▶ **Goal of the exercise**:
Your copy should match the records below word for word and contain no pictures.

Segment Start: Records for this task

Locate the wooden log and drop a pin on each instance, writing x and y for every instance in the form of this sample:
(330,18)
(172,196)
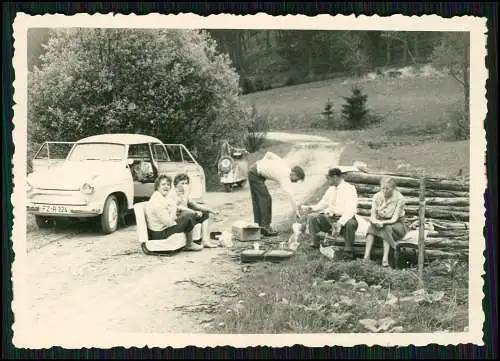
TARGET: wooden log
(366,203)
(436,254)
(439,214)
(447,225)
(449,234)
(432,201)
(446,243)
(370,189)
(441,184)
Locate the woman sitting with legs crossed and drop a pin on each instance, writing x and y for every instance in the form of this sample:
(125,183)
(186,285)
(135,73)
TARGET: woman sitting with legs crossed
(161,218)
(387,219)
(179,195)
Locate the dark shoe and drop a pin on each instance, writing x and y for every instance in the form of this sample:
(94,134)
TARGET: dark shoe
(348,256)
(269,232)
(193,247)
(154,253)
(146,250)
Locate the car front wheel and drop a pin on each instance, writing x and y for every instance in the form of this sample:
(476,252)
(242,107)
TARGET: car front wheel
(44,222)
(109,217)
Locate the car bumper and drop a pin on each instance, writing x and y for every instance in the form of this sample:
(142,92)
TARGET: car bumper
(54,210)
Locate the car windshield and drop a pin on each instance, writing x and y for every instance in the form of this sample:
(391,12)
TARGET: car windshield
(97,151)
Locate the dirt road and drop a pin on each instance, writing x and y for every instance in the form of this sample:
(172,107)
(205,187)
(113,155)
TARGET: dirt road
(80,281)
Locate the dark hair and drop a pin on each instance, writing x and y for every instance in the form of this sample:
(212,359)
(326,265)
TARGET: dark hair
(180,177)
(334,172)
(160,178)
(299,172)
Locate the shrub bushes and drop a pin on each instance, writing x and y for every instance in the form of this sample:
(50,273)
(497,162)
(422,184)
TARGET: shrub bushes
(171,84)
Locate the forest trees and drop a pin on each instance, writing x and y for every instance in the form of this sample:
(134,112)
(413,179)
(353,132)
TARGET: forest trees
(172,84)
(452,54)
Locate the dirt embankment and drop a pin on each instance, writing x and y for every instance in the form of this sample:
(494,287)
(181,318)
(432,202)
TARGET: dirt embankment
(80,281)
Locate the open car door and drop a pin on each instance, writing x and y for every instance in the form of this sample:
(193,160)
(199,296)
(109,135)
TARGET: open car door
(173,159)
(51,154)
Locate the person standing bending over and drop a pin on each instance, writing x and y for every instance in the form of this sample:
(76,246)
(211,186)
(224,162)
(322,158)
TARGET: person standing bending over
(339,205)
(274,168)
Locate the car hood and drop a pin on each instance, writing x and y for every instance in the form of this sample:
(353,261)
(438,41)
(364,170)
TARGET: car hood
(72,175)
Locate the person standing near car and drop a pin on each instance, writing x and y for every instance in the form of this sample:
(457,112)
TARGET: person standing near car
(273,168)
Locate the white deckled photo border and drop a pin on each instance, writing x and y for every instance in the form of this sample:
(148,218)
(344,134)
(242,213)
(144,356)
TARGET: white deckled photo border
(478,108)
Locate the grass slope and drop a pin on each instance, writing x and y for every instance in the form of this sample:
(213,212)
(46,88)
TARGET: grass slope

Segment End: Records for this task

▶ **Exercise output**:
Locate the wooden log and drop a pin on each instance, writing x and y for every instance in the form of this sample:
(330,18)
(172,196)
TARGET: wooden log
(366,203)
(436,254)
(439,214)
(447,225)
(449,234)
(432,201)
(446,243)
(370,189)
(441,184)
Locate the woman sitting with legs crossed and drop a pin on each instance, writing x and y for every instance in the form of this sample:
(125,183)
(186,285)
(135,73)
TARGET: woman sitting with legs crossed
(161,218)
(387,219)
(179,195)
Locate the dark shoe and drop a pin on each instance, writing x and y for every instance in the form of this sample:
(94,134)
TARGET: dark shoe
(348,256)
(269,232)
(193,247)
(154,253)
(146,250)
Locate the car front wheel and drop a pin on each instance, writing x and y for every instance in the form of this sample:
(476,252)
(242,107)
TARGET: car front wheel
(44,222)
(109,217)
Locate the car bumper and drop a pin on each instance, writing x and y for every instance in the form of this sample:
(142,92)
TARGET: car bumper
(54,210)
Locate the car windshield and drop a pin on each instance, writing x and y for every instance in the form of this sample:
(391,12)
TARGET: car windshield
(97,151)
Locate the dirt road and drop a pin on each instance, writing x and y for every instance in the form of this sample:
(172,107)
(205,187)
(113,155)
TARGET: dirt road
(80,281)
Locate the dark hair and drop a pin on each instance, writing x and y for every instance in the form of this sample:
(212,359)
(326,265)
TARGET: dark hair
(180,177)
(334,172)
(160,178)
(299,172)
Locate the shrub bushes and drop a pin on each instance, writing x and y for every instance in the form of this sample:
(50,273)
(497,162)
(422,184)
TARGET: shrub bushes
(171,84)
Locate the forest trees and drop a pin on each instance, writing x and y for every instance in the form of this sample:
(134,112)
(413,179)
(353,132)
TARGET: forest trees
(172,84)
(452,54)
Locate the dirt embankment and drop a pin on each instance, writing x and y for every instance in the form of this sample:
(494,287)
(181,318)
(432,202)
TARGET: dirt embankment
(80,281)
Locate the open car door and drop a pin on each instance, writing x and y for every instance in the form of this sample:
(193,160)
(199,296)
(109,135)
TARGET: open car door
(173,159)
(51,154)
Locate the person standing bending over and drop a pin on each instance, writing x and y for every instance in the form of this sample:
(76,246)
(211,186)
(224,162)
(322,158)
TARGET: person standing bending over
(339,205)
(274,168)
Locate the car hood and drop a pin on each instance, writing x and y for every instance in the form of this sample:
(353,261)
(438,41)
(364,170)
TARGET: car hood
(72,175)
Locate the person standing near car and drop a pin on each instance, writing x and y for every instance in the form of this sample:
(457,112)
TARGET: person standing near car
(273,168)
Locate the white deckled photo border and drop a pin on each instance, writing x and y for every instance in the form of this sample:
(148,218)
(344,134)
(242,213)
(144,356)
TARGET: white deckled photo border
(478,108)
Locate the grass slope and drop a pin on each instance, writing x and y for every instance in the form of this sample:
(213,212)
(46,88)
TARGET: grass slope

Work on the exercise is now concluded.